> [Goal of the exercise]: Every line from the one with "Could you point to the tall pole" to the end of the data needs to be copied exactly, and no line before it.

> [Data provided]:

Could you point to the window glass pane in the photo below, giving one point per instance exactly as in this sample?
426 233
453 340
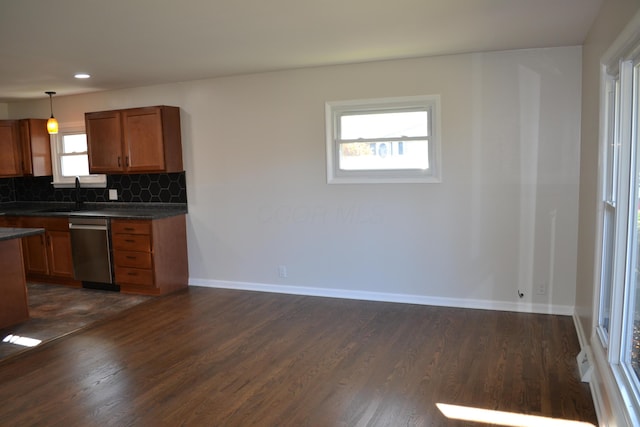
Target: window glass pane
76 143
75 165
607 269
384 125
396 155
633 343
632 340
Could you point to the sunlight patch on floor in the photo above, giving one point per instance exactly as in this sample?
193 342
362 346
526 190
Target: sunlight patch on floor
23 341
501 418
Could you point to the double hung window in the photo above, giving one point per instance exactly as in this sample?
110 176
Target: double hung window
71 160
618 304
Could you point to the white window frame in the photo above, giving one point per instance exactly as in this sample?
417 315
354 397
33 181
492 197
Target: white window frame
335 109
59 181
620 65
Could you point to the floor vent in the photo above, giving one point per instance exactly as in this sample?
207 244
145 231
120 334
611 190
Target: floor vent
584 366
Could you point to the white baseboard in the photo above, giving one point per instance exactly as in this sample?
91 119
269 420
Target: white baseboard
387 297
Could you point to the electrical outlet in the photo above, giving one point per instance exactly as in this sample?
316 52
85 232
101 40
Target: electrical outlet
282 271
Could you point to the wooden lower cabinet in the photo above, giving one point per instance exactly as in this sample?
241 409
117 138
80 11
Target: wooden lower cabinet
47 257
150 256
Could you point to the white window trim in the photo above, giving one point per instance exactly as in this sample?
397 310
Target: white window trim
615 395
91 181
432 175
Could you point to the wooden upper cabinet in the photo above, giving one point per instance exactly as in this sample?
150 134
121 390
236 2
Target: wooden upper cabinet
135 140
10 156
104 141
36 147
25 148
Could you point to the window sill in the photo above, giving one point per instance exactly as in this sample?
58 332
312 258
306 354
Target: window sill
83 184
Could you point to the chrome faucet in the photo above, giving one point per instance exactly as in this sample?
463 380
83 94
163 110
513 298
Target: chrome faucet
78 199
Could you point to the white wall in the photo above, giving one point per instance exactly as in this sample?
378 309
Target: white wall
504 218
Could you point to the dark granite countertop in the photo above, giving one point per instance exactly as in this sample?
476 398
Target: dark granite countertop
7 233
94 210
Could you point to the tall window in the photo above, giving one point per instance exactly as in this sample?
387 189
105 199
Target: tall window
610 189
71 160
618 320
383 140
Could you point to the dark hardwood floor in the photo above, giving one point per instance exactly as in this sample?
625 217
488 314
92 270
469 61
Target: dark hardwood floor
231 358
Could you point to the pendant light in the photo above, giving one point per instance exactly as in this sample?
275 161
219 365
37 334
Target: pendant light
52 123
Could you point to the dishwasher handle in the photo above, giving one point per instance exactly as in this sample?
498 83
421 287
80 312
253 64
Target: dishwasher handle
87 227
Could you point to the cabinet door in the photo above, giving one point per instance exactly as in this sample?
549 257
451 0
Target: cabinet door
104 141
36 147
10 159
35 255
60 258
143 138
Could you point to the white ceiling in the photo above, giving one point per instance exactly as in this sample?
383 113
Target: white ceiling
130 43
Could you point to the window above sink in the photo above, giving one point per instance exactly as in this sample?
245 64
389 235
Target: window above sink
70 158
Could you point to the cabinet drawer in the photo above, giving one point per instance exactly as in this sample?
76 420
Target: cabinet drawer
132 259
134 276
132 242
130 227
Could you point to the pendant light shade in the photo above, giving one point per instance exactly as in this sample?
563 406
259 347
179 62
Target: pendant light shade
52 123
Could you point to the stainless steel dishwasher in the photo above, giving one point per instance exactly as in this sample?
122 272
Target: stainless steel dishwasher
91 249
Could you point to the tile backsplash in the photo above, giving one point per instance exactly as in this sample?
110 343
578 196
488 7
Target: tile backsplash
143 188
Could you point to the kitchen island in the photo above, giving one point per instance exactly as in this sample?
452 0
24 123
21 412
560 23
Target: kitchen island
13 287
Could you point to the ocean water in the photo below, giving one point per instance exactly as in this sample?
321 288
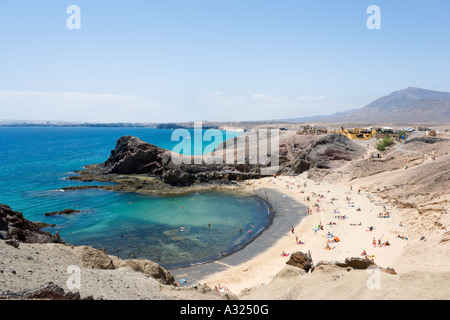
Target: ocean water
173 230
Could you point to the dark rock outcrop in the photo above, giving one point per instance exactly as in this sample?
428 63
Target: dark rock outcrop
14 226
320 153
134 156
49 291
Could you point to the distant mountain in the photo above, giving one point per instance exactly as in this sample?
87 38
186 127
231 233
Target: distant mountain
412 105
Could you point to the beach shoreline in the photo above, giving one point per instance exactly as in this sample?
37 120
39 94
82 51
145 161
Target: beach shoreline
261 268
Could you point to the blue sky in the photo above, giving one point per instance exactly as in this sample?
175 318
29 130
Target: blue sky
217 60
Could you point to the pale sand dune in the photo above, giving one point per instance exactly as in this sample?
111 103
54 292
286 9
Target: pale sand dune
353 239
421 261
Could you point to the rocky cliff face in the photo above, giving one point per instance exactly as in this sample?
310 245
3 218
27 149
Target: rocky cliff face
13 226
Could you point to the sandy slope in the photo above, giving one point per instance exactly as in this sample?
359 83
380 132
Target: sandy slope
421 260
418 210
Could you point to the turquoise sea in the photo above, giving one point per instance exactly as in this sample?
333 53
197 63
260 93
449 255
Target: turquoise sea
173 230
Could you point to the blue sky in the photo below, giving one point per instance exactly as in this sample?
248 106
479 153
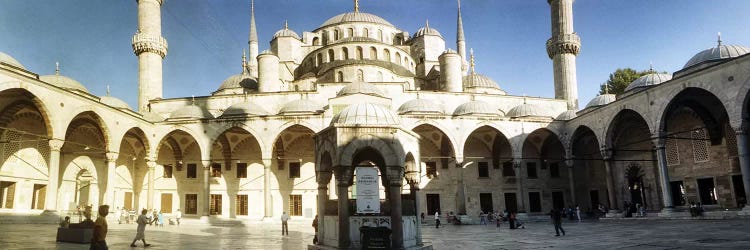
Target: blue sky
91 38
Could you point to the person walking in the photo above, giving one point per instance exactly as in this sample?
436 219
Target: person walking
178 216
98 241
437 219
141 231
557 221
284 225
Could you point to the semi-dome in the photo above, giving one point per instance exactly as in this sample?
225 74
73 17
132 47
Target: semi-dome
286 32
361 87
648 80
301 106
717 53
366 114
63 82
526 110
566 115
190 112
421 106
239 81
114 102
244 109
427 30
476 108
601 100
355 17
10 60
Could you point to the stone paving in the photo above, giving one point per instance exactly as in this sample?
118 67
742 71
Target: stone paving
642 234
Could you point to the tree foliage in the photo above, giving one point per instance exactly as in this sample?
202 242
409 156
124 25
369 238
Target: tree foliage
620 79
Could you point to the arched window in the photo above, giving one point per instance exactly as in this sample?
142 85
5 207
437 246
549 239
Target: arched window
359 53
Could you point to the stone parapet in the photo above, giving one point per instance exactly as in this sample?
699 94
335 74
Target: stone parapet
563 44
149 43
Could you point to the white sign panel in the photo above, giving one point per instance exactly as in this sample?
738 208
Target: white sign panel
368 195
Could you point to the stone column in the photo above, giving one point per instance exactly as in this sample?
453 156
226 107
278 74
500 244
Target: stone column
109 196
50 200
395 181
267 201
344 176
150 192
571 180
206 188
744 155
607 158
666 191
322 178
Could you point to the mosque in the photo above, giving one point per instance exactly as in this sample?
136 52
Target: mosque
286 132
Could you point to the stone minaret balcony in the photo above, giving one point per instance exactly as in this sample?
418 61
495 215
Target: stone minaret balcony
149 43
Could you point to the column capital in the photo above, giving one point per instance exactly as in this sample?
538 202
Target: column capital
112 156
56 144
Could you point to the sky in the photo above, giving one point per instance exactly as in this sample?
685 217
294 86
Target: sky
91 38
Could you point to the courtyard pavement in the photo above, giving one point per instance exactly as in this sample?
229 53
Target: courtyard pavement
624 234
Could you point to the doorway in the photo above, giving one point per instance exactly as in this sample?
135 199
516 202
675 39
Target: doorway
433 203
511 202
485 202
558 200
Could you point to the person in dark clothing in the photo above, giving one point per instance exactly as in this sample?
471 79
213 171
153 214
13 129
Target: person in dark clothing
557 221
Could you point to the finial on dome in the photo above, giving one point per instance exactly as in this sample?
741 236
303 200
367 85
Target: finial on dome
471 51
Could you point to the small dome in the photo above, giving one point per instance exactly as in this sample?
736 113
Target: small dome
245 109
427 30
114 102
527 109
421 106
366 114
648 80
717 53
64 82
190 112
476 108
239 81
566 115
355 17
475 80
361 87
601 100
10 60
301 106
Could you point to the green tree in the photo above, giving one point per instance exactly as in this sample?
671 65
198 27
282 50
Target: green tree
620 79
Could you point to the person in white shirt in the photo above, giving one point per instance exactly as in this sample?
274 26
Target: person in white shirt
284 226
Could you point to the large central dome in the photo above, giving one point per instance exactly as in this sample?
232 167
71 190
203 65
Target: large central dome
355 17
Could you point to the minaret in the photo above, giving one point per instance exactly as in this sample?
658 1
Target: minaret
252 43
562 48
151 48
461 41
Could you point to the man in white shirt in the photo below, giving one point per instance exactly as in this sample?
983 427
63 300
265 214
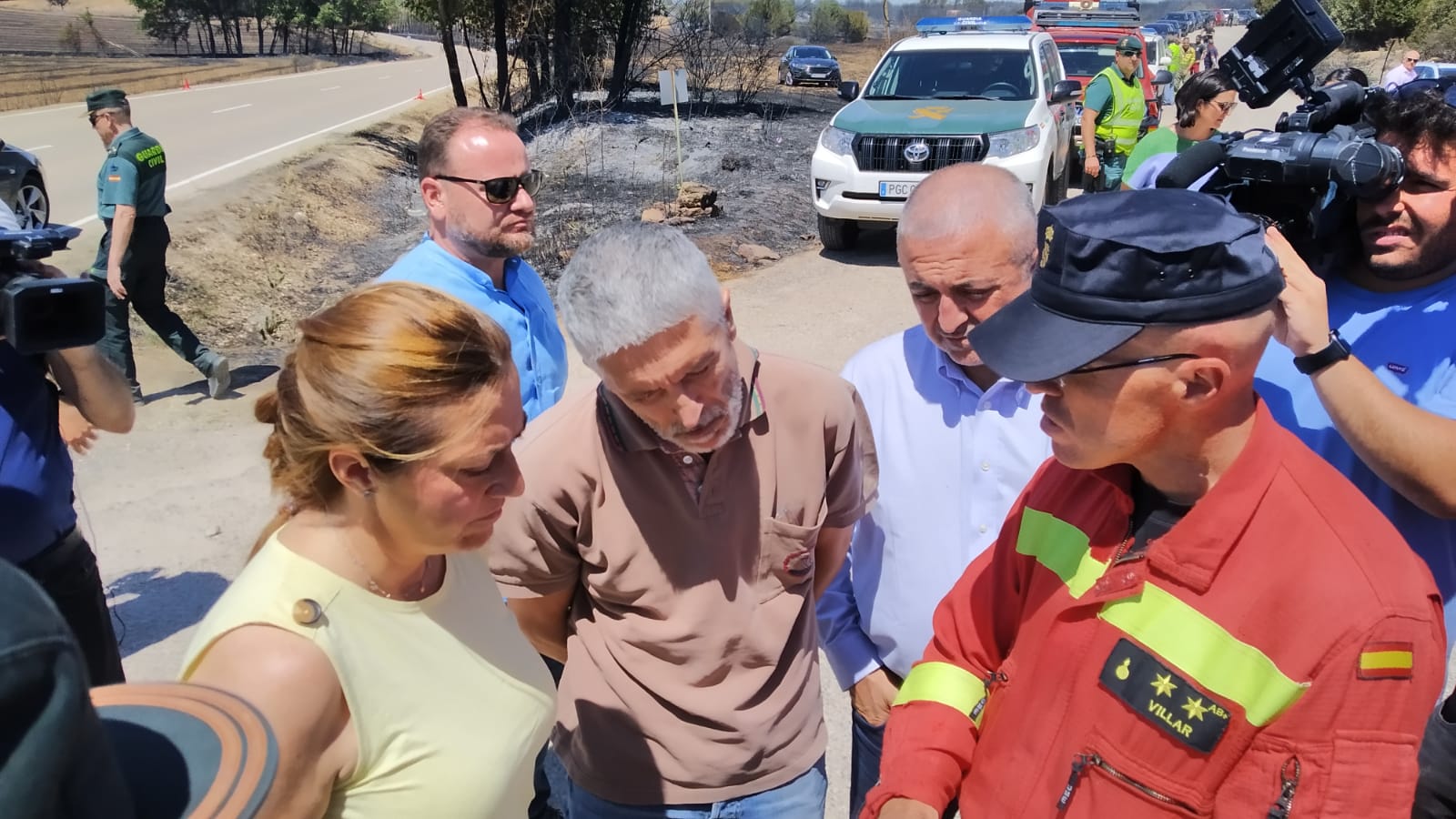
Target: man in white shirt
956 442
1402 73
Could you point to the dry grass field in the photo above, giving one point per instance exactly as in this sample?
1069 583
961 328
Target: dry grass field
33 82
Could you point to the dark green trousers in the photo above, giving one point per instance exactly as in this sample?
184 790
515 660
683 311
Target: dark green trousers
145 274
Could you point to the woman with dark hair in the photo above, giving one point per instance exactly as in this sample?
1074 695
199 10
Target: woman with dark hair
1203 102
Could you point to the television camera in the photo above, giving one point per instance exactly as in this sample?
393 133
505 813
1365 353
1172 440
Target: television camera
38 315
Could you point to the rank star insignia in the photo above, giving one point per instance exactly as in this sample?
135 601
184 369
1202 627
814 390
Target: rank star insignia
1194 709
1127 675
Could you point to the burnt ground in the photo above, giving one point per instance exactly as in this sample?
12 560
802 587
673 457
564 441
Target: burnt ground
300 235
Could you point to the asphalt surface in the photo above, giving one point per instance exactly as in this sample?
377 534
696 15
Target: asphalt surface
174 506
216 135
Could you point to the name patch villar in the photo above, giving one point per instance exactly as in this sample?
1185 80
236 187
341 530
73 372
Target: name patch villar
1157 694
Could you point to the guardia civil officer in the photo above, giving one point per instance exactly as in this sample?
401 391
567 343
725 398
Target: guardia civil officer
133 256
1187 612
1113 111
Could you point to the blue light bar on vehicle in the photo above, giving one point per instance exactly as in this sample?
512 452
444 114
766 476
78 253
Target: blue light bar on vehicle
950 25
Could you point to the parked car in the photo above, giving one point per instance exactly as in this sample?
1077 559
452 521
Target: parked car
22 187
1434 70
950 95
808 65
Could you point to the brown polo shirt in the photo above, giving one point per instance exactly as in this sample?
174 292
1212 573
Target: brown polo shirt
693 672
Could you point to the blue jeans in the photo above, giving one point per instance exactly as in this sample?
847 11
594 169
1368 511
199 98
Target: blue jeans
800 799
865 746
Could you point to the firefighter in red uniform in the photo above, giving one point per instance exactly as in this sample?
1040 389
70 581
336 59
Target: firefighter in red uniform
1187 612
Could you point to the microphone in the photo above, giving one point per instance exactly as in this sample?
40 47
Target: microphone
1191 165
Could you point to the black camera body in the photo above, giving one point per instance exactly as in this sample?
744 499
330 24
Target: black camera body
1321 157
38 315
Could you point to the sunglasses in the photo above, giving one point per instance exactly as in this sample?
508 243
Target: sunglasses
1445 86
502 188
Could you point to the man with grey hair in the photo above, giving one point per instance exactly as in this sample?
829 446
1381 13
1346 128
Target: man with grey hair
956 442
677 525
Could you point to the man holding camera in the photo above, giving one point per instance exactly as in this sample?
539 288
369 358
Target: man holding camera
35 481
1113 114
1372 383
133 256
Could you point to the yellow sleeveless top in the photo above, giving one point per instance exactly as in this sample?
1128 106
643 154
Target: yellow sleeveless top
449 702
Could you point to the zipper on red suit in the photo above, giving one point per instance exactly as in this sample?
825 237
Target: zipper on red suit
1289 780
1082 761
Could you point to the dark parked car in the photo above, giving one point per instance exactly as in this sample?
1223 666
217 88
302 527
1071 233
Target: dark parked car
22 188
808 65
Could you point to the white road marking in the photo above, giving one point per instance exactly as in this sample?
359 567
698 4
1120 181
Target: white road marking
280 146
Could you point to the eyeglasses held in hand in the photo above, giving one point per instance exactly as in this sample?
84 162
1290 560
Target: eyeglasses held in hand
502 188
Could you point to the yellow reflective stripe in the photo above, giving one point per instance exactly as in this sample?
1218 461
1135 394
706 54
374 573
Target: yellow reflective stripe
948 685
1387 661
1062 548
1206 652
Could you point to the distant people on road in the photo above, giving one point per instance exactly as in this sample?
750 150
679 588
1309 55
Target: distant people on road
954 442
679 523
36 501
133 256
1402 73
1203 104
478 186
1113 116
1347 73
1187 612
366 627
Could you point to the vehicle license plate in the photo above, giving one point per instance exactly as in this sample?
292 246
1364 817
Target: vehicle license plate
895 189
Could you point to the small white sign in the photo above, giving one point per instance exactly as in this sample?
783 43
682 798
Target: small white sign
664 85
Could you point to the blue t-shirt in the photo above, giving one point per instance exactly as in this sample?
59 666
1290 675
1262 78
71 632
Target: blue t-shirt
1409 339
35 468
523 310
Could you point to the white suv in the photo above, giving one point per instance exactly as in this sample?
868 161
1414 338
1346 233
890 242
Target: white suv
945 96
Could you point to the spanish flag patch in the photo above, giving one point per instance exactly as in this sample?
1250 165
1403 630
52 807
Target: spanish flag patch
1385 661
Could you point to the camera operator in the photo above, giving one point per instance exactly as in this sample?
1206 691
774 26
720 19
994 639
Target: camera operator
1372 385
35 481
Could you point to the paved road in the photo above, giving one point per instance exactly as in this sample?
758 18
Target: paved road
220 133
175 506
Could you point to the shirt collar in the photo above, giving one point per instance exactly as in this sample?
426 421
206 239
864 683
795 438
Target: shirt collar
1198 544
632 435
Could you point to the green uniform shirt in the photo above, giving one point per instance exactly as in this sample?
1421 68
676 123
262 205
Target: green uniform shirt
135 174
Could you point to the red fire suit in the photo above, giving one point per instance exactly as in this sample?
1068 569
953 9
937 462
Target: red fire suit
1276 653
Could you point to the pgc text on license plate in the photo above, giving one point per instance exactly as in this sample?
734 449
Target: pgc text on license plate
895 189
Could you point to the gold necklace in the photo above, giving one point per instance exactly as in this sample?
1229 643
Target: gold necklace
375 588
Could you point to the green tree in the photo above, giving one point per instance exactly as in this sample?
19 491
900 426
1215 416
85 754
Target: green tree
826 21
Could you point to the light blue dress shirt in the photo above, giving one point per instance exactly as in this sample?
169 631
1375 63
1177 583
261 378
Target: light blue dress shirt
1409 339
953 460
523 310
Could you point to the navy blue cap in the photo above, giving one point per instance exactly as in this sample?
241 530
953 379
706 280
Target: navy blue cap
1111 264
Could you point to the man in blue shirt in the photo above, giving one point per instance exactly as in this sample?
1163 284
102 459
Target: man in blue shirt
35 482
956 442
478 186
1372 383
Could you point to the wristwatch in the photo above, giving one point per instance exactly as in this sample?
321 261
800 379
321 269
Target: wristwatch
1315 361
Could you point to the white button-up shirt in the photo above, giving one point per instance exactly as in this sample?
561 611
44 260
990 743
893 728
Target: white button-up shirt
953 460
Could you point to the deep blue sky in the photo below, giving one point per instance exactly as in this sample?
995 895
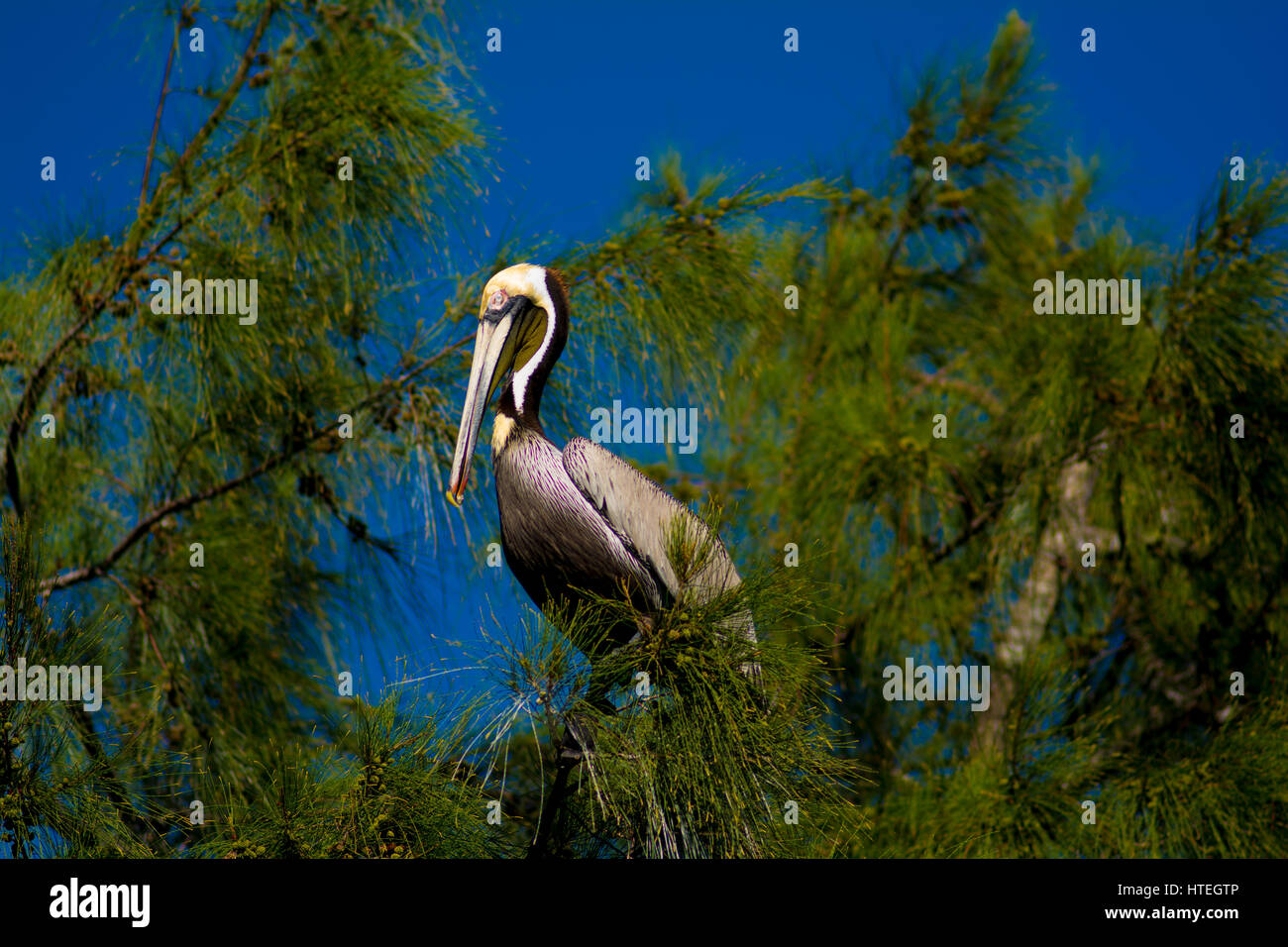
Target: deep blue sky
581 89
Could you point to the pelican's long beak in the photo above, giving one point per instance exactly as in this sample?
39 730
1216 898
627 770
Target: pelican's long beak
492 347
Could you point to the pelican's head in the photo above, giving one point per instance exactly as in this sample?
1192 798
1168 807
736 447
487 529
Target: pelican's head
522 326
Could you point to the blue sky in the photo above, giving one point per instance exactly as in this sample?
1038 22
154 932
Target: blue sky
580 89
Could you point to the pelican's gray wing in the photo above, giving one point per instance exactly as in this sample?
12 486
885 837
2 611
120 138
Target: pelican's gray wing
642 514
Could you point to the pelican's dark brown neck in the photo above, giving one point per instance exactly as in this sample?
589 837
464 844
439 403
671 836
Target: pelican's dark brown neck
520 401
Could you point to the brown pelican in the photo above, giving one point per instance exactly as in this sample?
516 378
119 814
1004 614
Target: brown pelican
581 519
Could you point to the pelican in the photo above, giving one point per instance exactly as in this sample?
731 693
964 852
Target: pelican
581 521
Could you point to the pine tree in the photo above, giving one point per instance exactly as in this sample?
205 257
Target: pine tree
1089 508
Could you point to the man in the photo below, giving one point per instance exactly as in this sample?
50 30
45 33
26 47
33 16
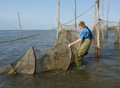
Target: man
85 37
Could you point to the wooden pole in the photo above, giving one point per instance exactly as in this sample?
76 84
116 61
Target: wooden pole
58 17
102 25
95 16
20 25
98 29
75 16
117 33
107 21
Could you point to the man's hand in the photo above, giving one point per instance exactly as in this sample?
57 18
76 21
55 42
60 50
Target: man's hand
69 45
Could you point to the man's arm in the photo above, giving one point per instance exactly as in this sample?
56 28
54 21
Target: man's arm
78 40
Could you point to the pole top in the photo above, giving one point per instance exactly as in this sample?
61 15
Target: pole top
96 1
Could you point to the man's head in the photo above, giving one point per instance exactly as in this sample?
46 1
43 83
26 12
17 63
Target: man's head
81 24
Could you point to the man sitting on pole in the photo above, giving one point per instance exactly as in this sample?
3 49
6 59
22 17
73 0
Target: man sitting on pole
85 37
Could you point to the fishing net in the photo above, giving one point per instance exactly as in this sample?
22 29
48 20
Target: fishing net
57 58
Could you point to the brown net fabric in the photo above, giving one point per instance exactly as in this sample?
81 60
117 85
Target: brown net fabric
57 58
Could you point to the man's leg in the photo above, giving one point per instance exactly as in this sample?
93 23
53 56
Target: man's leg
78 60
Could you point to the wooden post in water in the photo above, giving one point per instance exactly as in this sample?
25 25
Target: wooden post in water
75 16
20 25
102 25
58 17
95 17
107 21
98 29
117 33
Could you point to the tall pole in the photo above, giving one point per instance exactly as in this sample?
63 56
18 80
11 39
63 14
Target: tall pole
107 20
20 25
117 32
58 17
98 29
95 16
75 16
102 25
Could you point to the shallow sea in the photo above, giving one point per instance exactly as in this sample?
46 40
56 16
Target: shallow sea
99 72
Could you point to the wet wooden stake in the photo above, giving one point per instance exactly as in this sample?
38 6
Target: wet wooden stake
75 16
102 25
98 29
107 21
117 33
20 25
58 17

> [Expected answer]:
Could you point to the tall pole in the photo above, giving one point per instance exactly as in this sample?
63 56
18 80
11 39
63 14
Target: tall pole
107 20
20 25
117 32
58 17
98 29
95 16
75 16
102 25
Could you point to the shallow sea in the photo above, giving one point per instance exactly as in this sample?
46 40
56 16
Target: shallow sea
99 72
Could you point to the wet wooden stake in the photo above, giving one point per instance exactly as in this sample?
38 6
Target: wet wooden stake
75 16
102 25
98 29
107 21
117 33
20 25
58 17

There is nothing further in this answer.